**Consigne**
Citez fidèlement le passage du texte sur la Méditerranée qui commence par « vendredi 20 juin » et se termine par « la politique (...) ».

**Extrait du texte**

La Méditerranée face aux assauts de la mondialisation néolibérale : l’urgence de la résistance (par Attac France)

vendredi 20 juin 2008.
 

Sommaire

* Les migrations en Méditerranée : enjeux politiques, sociaux et humains

* Agriculture et monde rural : construire la souveraineté alimentaire

* La question de l’eau

* Environnement : mettre un terme aux pratiques agressives et prédatrices

* L’Union européenne et le monde méditerranéen : du processus de Barcelone à la politique (...)

* Les États-Unis en Méditerranée : Israël d’abord, le Golfe ensuite

Le Partenariat euro-méditerranéen, encore appelé processus de Barcelone, est fondé sur un déséquilibre flagrant dans les relations entre l’Europe et les pays du pourtour sud et est de la Méditerranée.

La promotion du libre-échange et le contrôle des migrations accaparent l’essentiel des préoccupations de l’Union européenne. Loin de favoriser la démocratie, pour mener à bien le projet néolibéral, l’UE soutient les régimes les plus autoritaires et répressifs, et ferme les yeux sur la violation permanente par Israël des droits des Palestiniens.

**Liste**
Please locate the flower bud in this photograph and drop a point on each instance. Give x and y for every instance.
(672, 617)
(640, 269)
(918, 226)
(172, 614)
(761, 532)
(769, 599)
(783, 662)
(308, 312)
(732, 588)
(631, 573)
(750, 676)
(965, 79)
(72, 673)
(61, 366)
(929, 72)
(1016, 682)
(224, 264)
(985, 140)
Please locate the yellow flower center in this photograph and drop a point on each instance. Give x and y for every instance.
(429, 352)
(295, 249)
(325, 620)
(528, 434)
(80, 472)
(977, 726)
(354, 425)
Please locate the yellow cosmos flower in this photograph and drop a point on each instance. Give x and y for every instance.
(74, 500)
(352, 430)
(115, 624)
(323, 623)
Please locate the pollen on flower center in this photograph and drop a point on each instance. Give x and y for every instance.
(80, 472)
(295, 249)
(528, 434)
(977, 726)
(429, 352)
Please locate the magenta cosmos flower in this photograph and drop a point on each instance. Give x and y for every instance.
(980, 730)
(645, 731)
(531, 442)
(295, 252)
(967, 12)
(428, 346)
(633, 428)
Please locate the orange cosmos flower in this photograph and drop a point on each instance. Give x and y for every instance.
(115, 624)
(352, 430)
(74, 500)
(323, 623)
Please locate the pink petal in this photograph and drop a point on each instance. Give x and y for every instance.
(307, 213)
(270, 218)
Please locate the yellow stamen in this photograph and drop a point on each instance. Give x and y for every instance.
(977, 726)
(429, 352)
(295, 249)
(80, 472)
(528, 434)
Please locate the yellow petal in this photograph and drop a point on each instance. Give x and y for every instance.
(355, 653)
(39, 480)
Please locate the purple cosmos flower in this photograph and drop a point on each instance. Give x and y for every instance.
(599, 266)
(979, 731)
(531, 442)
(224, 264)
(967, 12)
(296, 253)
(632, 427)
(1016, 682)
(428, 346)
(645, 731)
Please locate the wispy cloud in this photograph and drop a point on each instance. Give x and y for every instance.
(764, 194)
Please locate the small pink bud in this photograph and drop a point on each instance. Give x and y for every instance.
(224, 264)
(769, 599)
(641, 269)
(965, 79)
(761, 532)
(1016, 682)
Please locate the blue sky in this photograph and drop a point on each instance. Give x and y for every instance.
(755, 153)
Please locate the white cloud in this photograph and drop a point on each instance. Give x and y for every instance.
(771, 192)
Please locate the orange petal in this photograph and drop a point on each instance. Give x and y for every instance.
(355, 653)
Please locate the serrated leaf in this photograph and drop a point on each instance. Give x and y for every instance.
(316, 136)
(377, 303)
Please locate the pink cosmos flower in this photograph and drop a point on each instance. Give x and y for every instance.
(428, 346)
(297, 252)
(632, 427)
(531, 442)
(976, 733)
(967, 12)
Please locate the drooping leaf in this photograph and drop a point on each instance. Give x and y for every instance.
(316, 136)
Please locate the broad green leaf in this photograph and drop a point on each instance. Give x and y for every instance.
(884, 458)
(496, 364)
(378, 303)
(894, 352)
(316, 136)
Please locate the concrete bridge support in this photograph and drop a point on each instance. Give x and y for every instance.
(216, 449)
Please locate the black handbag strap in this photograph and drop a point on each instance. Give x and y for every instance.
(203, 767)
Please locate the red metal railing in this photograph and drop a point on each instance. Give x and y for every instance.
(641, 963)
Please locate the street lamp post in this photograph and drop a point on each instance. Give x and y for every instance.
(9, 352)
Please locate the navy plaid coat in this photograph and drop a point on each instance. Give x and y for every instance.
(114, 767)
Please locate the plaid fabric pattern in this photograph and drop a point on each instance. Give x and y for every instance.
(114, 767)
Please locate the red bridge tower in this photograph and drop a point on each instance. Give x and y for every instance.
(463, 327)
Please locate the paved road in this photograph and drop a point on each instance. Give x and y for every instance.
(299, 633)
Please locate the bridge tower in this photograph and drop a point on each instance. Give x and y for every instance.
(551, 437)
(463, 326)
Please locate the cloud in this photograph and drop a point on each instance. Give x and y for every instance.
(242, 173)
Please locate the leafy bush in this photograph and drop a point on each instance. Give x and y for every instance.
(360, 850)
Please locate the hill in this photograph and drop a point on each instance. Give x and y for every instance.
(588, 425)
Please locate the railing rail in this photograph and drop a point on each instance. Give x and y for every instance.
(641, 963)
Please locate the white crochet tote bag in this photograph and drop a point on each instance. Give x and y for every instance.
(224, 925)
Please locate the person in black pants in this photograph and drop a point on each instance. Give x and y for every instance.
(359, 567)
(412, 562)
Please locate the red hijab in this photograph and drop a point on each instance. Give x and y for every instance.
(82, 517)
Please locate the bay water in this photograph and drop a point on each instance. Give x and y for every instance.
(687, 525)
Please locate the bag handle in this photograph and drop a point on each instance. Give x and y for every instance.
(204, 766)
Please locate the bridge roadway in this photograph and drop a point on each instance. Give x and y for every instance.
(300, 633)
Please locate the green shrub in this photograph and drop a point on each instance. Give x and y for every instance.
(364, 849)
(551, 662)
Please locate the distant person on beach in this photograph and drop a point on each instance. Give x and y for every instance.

**Réponse**
vendredi 20 juin 2008.
 

Sommaire

* Les migrations en Méditerranée : enjeux politiques, sociaux et humains

* Agriculture et monde rural : construire la souveraineté alimentaire

* La question de l’eau

* Environnement : mettre un terme aux pratiques agressives et prédatrices

* L’Union européenne et le monde méditerranéen : du processus de Barcelone à la politique (...)